Reproduce the data verbatim, from the line containing "Target: rope tied to tree" through the end of the data, including both of those ends. Leave the pictures out of your answer.

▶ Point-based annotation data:
=-=-=-=-=
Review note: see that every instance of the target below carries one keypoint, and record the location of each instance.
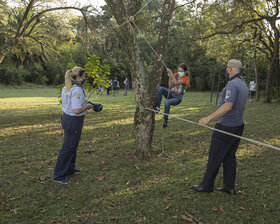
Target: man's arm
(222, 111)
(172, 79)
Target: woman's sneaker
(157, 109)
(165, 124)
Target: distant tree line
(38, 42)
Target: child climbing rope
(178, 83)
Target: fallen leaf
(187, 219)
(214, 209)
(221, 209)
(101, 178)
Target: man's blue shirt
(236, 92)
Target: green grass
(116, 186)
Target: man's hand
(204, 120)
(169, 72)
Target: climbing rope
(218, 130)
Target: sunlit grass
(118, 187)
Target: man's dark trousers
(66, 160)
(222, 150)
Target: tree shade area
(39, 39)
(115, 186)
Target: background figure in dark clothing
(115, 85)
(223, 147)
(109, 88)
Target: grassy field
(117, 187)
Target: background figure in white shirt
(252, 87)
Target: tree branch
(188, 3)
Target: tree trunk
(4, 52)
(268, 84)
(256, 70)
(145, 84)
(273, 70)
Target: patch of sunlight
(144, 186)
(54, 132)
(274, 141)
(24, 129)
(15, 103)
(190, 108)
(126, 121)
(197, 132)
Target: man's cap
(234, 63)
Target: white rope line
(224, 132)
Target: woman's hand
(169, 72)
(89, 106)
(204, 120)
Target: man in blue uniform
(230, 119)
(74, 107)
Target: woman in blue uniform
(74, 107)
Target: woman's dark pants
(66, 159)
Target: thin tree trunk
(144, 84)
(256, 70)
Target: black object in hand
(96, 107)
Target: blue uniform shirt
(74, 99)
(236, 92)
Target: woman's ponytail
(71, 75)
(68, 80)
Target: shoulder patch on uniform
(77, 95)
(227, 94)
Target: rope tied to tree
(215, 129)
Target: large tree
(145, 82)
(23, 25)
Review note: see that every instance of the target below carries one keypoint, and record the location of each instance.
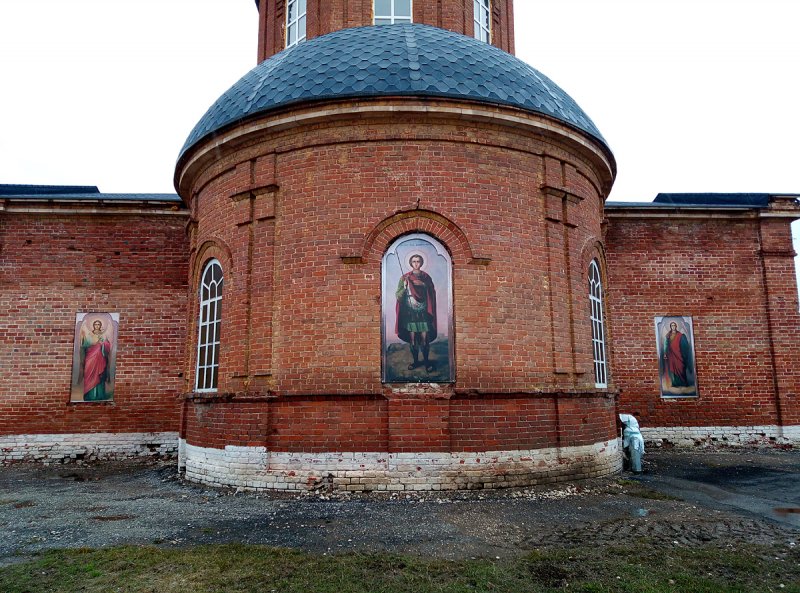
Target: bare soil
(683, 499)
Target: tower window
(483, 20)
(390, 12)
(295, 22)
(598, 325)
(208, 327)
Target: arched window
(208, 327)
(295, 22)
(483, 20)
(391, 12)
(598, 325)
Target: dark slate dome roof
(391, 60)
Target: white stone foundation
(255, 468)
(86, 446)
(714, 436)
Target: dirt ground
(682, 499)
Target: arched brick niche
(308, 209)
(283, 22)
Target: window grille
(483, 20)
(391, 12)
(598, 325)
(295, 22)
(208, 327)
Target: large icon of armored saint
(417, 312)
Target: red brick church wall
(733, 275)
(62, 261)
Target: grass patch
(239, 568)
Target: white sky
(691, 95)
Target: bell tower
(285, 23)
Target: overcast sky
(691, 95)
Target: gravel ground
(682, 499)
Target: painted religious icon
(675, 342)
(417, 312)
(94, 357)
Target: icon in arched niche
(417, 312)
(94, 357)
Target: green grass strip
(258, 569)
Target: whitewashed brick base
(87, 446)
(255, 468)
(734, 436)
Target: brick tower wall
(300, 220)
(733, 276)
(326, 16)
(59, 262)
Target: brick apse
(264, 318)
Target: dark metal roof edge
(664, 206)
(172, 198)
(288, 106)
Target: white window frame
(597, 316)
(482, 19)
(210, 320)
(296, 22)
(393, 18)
=-=-=-=-=
▶ Response for this exercise:
Target: rope tied to tree
(215, 129)
Target: large tree
(145, 82)
(23, 25)
Review note: see that every instance of the target below carries one keypoint, and record the location of each instance.
Target: bare soil
(683, 499)
Target: tower window
(483, 20)
(390, 12)
(295, 22)
(598, 325)
(208, 327)
Target: arched window
(208, 327)
(295, 22)
(483, 20)
(391, 12)
(598, 325)
Target: dark slate dome roof
(391, 60)
Target: white stone foundation
(255, 468)
(86, 446)
(714, 436)
Target: dirt ground
(682, 499)
Target: arched brick niche
(308, 209)
(283, 22)
Target: window grille
(483, 20)
(391, 12)
(598, 325)
(295, 22)
(208, 327)
Target: large icon of armored saint
(417, 312)
Target: red brick church wall
(733, 275)
(62, 261)
Target: grass patch
(239, 568)
Target: white sky
(691, 95)
Target: bell tower
(285, 23)
Target: overcast sky
(691, 95)
Target: gravel ground
(682, 499)
Target: painted religious icon
(675, 342)
(417, 312)
(94, 357)
Target: icon in arched niche
(417, 312)
(94, 357)
Target: green grass strip
(258, 569)
Target: whitewashed brick base
(87, 446)
(255, 468)
(734, 436)
Target: brick tower wall
(300, 220)
(733, 276)
(326, 16)
(59, 262)
Target: brick apse
(264, 318)
Target: dark metal roof edge
(664, 206)
(172, 198)
(288, 106)
Target: white window frame
(597, 316)
(482, 19)
(210, 320)
(296, 22)
(393, 18)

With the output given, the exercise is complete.